[[ Text segment open ]]

Denialists do not believe that HIV causes AIDS, that the disease has caused widespread deaths, or that antiretroviral drugs are effective. AIDS denialists, whose adherents have been likened by critics to Holocaust deniers, belong to a movement that has been largely propagated through the Internet.
To make their case, the authors provide a history of how the cause of AIDS was investigated, irrefutable data demonstrating antiretroviral efficacy, and population statistics that are consistent with those from AIDS.
The authors discredit unscientific practices of AIDS denialists, including their use of anecdotal cases and death notification, which they characterize as crude and misrepresentative forms of presenting information.
Essex and Chigwedere use the South African case as an example to illustrate the “grave implications of AIDS denialism for public health practice.” The researchers note that because they were denied antiretroviral drugs, 330,000 South Africans died prematurely and 35,000 newborn babies were infected with HIV between 2000 and 2005.
The researchers specifically identify the role former South African President Thabo Mbeki’s AIDS denialist policies played in these deaths. In 1999, he withdrew support from clinics that had begun using zidovudine (Retrovir or AZT) for preventing transmission of HIV from mothers to their children during childbirth.

[[ Text segment closed ]]
[[ Data listing open ]]

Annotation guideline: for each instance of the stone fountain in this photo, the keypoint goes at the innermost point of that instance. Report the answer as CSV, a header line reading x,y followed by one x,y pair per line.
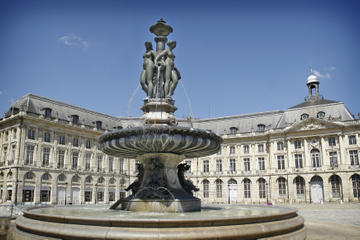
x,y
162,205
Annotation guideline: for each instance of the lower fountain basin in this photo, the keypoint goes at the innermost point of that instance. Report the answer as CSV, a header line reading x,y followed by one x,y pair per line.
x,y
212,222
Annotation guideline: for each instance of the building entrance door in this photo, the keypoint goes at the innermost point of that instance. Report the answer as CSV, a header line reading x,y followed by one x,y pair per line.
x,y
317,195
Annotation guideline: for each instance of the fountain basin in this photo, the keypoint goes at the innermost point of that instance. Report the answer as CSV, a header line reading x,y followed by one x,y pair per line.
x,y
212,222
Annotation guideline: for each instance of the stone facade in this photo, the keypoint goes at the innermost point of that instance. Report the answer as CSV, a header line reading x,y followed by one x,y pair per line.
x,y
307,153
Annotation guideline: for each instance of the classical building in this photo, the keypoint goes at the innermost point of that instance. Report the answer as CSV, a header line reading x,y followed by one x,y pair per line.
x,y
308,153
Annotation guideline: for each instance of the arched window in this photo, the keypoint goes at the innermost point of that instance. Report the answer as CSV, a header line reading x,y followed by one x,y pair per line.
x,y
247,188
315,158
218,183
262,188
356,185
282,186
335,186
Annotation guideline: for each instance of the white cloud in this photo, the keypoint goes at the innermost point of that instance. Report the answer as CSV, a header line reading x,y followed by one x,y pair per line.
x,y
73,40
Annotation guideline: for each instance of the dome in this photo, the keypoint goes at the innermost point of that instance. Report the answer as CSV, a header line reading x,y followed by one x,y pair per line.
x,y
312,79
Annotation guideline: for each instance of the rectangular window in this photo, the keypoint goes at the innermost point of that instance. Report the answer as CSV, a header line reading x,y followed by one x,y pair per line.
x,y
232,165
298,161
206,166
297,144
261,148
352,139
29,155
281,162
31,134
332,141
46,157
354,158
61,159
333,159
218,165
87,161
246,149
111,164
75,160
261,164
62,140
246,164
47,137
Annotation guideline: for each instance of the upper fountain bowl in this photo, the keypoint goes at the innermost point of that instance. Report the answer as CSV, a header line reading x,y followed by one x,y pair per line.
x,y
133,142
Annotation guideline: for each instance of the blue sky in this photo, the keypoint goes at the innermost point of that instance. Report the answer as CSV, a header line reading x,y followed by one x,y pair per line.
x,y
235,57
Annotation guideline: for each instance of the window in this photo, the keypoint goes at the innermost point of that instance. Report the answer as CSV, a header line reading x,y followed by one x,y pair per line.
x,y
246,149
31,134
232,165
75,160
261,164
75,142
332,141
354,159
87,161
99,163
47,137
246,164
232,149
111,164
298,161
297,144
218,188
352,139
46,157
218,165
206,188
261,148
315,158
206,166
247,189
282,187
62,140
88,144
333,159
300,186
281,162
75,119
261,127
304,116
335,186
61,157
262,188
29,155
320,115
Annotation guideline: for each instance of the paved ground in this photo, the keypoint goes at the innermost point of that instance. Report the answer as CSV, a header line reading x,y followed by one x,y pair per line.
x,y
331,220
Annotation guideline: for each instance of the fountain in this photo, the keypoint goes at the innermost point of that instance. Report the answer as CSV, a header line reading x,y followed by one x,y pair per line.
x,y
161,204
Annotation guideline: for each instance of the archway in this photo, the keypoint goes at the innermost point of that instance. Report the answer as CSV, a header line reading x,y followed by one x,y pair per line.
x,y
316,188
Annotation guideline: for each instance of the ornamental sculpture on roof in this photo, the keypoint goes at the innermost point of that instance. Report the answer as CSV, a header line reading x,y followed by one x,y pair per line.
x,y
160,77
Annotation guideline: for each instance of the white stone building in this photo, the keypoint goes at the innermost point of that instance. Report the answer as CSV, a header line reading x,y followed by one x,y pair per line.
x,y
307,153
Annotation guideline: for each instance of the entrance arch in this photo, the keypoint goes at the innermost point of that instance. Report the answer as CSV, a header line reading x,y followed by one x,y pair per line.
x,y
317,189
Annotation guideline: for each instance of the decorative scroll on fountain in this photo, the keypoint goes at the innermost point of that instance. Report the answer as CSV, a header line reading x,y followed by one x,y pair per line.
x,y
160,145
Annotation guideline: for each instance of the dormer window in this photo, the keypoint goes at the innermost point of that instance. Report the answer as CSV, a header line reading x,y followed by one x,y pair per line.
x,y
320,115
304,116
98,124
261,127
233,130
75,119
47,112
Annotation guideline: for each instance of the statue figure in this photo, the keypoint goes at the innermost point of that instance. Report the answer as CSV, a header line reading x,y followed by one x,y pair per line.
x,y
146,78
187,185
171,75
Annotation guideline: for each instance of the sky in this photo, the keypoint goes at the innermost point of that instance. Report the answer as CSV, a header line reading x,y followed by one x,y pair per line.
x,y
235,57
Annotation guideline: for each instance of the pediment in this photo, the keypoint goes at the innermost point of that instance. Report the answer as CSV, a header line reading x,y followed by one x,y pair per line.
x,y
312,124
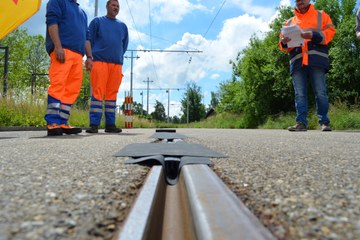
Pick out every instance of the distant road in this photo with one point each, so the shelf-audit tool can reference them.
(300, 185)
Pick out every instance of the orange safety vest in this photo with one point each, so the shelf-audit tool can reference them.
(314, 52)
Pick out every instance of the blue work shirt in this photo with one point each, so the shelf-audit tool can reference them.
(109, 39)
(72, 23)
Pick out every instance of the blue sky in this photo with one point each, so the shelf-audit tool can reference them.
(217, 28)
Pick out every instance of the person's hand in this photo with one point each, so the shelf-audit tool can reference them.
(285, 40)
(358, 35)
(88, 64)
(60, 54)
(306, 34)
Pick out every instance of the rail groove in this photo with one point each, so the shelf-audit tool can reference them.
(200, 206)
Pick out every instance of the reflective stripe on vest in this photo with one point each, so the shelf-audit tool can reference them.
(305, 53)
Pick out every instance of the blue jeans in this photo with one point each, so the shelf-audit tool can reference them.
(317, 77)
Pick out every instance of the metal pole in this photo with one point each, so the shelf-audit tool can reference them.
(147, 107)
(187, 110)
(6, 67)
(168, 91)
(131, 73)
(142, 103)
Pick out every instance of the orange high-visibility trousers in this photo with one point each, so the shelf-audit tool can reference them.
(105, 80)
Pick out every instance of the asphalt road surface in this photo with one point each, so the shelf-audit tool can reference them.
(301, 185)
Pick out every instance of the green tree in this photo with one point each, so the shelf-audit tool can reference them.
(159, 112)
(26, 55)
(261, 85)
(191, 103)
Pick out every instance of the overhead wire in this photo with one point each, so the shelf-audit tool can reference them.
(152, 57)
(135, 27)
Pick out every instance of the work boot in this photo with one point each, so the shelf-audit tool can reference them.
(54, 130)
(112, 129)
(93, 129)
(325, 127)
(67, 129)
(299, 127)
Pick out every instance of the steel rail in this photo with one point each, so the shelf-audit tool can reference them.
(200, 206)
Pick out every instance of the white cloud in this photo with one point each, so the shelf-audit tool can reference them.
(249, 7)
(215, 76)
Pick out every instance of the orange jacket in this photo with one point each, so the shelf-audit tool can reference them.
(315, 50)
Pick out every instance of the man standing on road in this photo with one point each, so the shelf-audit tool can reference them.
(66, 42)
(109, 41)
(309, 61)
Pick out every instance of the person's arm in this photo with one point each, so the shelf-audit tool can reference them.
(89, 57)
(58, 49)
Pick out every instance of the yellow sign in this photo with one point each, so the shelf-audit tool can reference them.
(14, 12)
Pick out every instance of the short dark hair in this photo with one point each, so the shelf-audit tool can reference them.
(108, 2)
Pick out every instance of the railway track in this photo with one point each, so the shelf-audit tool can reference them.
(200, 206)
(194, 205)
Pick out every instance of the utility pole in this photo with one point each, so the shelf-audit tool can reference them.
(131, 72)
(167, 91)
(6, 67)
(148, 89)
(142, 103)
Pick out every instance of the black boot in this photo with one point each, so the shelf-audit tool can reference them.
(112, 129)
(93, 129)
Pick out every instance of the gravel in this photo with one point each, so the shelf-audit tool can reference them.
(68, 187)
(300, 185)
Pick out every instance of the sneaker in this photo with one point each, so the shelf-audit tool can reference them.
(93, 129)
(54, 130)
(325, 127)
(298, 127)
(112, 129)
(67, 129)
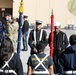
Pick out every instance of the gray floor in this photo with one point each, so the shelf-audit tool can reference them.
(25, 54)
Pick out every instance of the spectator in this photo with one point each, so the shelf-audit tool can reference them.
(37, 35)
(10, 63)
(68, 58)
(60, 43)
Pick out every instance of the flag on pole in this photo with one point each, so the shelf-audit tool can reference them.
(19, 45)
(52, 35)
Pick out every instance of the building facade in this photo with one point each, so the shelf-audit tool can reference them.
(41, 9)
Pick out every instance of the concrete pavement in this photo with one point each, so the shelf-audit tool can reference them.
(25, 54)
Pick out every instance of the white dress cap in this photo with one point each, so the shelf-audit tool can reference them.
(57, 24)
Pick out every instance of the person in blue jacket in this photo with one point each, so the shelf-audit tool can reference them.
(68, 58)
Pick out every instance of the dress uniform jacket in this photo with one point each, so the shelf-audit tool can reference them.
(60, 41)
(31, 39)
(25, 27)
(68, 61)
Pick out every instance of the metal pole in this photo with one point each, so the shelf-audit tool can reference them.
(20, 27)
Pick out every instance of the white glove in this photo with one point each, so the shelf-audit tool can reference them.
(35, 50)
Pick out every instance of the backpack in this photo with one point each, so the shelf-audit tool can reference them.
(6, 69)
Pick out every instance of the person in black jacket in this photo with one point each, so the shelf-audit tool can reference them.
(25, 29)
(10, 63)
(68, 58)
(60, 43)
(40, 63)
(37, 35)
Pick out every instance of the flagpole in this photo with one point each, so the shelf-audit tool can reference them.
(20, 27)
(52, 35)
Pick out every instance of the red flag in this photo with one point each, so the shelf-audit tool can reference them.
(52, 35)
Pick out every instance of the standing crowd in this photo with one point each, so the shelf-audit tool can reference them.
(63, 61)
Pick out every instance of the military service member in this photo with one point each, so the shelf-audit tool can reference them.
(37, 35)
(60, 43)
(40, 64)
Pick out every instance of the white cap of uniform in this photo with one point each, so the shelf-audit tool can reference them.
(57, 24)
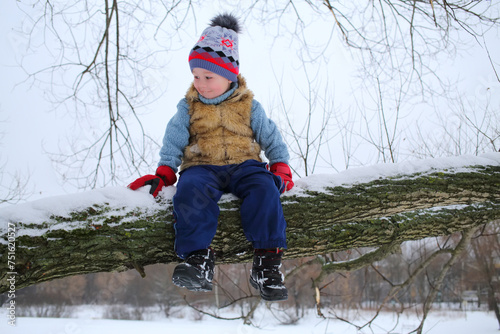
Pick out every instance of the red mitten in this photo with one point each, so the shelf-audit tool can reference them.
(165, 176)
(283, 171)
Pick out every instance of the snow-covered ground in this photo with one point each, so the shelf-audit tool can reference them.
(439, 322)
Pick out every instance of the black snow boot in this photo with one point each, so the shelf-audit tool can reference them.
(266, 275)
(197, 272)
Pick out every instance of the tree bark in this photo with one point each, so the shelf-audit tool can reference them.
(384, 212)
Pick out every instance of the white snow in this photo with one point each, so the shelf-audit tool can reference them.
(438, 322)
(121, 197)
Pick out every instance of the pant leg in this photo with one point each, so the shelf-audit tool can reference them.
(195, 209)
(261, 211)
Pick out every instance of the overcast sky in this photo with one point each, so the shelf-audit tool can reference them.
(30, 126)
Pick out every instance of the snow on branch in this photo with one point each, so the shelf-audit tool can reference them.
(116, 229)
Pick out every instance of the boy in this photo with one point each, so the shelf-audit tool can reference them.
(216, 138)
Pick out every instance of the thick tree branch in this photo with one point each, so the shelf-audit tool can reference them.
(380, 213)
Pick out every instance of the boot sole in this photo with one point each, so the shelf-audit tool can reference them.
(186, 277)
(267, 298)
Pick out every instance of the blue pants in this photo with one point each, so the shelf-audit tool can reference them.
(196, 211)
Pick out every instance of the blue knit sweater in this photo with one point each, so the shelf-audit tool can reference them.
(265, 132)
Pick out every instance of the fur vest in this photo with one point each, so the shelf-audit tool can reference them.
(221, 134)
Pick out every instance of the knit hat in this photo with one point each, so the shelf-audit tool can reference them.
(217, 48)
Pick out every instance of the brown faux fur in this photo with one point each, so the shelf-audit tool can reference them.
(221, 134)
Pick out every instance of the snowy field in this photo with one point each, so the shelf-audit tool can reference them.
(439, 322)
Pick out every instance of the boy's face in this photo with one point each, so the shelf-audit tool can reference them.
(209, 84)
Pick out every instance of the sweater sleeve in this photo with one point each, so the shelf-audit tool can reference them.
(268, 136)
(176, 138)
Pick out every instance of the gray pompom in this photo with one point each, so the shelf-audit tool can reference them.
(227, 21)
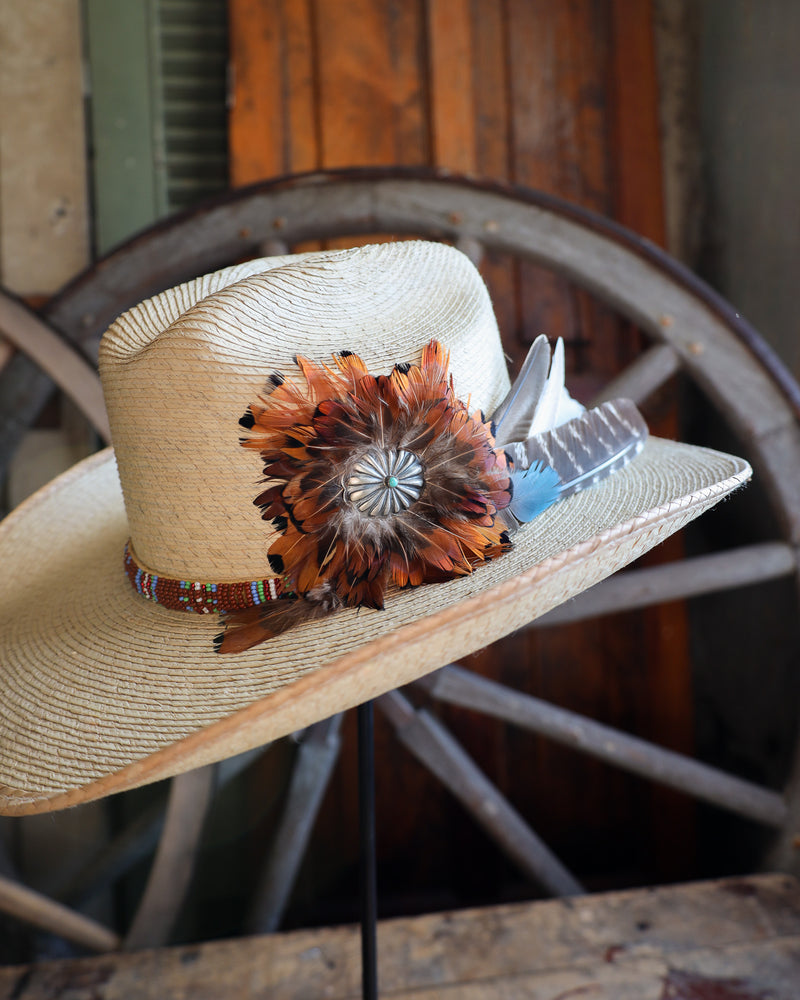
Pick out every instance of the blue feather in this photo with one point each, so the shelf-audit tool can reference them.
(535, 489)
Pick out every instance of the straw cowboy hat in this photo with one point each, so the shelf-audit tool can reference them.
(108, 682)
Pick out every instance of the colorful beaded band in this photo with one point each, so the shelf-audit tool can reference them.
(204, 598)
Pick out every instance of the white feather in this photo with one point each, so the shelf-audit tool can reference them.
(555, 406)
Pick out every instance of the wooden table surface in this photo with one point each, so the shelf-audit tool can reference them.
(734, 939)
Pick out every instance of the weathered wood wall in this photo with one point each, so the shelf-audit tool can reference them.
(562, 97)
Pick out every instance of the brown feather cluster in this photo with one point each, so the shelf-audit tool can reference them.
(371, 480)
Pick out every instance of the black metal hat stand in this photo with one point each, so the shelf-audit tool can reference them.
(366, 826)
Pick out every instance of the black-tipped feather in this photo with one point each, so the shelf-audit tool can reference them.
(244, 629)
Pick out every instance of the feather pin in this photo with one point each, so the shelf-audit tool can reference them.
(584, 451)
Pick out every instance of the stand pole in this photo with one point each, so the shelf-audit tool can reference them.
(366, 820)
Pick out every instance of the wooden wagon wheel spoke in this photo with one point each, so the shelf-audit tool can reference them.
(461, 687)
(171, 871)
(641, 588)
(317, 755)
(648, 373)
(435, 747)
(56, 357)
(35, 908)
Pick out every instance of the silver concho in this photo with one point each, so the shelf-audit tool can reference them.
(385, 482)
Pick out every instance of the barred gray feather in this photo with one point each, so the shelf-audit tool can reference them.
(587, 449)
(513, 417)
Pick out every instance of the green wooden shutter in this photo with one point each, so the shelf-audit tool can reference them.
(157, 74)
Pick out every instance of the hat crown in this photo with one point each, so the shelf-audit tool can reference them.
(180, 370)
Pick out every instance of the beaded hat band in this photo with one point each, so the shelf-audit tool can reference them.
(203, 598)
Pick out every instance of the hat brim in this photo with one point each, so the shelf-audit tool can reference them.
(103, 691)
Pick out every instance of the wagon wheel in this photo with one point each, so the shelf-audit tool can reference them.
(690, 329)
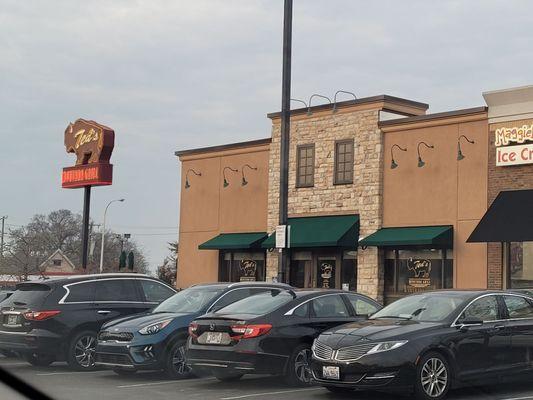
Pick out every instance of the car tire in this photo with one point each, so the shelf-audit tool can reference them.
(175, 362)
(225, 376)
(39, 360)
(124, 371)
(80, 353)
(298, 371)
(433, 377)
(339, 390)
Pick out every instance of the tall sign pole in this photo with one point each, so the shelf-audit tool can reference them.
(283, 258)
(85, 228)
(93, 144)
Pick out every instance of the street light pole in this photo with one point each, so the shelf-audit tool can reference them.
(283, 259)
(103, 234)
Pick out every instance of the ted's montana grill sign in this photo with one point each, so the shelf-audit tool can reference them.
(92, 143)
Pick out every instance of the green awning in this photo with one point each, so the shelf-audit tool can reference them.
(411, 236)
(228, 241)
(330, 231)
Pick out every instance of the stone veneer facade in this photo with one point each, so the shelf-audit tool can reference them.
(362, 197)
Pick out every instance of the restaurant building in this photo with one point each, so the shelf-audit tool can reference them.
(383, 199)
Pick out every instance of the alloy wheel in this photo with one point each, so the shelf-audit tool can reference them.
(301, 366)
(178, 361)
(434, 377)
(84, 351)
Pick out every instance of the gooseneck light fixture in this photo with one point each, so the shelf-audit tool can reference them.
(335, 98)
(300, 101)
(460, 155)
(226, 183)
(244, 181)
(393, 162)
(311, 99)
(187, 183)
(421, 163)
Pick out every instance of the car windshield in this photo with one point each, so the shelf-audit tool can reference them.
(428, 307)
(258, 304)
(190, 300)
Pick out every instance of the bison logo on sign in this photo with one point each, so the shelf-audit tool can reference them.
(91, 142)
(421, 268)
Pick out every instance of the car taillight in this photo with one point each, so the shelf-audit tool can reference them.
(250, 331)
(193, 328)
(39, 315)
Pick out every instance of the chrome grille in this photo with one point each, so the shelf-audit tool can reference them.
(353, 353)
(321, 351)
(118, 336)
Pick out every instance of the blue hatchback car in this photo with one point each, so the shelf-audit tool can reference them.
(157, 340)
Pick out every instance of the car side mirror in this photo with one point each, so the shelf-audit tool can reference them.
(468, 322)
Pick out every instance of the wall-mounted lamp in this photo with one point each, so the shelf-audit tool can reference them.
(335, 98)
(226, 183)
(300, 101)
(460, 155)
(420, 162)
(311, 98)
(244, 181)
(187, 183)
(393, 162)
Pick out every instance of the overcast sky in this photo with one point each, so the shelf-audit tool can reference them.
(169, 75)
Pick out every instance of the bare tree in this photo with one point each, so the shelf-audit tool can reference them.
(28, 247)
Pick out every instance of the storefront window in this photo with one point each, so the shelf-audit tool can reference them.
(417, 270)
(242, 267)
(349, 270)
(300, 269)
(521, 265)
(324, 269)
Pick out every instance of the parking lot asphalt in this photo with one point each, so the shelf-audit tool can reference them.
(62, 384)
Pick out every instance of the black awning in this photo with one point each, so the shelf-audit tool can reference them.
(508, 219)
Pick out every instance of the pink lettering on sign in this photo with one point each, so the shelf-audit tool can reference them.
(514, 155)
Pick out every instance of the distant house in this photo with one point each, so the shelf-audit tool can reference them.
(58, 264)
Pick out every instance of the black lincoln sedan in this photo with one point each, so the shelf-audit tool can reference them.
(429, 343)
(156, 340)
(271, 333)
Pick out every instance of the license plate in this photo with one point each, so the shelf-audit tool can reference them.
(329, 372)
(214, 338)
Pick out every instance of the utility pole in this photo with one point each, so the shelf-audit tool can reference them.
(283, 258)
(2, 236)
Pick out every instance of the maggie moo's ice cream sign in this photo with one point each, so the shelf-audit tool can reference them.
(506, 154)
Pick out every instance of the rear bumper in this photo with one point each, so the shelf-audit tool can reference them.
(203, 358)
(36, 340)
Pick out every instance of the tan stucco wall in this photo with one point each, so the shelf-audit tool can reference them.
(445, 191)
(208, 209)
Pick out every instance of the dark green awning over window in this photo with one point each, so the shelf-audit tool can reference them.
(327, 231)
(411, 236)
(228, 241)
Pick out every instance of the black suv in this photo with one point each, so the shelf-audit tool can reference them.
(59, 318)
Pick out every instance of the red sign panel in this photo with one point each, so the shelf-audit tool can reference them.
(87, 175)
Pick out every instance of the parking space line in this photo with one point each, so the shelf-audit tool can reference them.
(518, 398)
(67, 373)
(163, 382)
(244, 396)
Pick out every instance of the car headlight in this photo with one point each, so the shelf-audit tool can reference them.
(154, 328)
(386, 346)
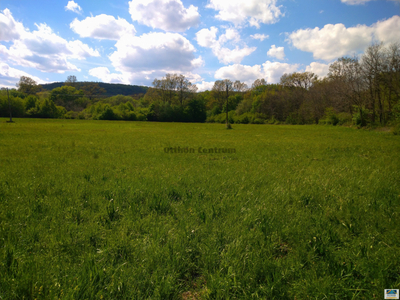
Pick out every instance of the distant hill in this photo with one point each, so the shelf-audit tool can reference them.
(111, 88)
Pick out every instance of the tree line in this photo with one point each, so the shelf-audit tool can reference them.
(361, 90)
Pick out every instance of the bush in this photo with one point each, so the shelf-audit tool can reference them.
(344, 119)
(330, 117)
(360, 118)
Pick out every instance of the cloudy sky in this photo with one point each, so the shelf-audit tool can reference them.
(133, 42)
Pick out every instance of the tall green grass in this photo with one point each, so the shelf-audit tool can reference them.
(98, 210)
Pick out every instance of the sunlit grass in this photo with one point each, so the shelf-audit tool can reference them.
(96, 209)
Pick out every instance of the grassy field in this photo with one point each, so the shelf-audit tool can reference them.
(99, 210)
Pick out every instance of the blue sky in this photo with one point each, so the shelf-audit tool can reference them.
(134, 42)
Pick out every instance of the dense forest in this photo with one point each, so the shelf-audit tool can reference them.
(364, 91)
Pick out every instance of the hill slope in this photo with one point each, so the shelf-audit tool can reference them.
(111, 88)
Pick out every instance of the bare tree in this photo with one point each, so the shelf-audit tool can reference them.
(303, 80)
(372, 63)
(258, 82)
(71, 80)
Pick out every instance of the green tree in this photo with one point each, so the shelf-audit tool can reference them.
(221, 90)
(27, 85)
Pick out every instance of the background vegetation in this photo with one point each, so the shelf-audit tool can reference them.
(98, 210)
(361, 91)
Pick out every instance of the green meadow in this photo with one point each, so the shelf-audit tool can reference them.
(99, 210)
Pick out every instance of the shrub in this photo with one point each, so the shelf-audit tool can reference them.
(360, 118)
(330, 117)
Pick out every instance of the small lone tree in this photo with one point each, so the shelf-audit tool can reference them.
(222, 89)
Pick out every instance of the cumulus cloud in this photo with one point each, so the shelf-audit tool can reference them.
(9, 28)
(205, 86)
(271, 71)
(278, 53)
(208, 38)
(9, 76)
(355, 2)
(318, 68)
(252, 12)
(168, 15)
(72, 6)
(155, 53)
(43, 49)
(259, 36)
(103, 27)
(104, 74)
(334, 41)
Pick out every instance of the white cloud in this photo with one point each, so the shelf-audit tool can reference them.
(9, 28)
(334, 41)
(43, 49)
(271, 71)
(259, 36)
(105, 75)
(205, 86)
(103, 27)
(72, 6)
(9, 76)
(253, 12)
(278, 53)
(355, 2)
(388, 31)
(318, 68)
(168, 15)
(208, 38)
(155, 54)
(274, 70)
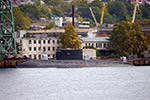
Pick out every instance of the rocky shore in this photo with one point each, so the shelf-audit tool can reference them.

[[ Data listing closed ]]

● **Tasks to complete**
a: Answer these questions using the text on AIDS denialism.
(i) Through what medium has the AIDS denialist movement largely been spread?
(ii) How many South Africans died prematurely between 2000 and 2005 because they were denied antiretroviral drugs?
(iii) In what year did Thabo Mbeki withdraw support from clinics that had begun using zidovudine?
b: Pick up the text on AIDS denialism after its final sentence and continue it.

● **Results in order**
a:
(i) The Internet
(ii) 330,000
(iii) 1999

b:
Mbeki also restricted the use of donated Viramune (nevirapine) in 2000, blocked AIDS treatment grants from the Global Fund in 2002, and delayed implementing a national antiretroviral treatment program until 2004.
Essex and Chigwedere also argue that “denialist writings require close scrutiny and peer review before being published in scientific journals, especially when they have the potential to impact public health practice.” They point to one of the most famous AIDS denialists, Peter Duesberg, who served on a 2000 commission tasked by Mbeki to determine whether HIV causes AIDS. Duesberg has found a sounding board for his views in the journal Medical Hypotheses.
Medical Hypotheses, a journal lacking peer review, has come under fire from critics. Recently under pressure from AIDS activists, two articles were retracted from the journal due to their AIDS denialist claims. One article argued that AIDS is not a problem in Africa and the second stated that data in Italy does not show HIV as the cause for AIDS.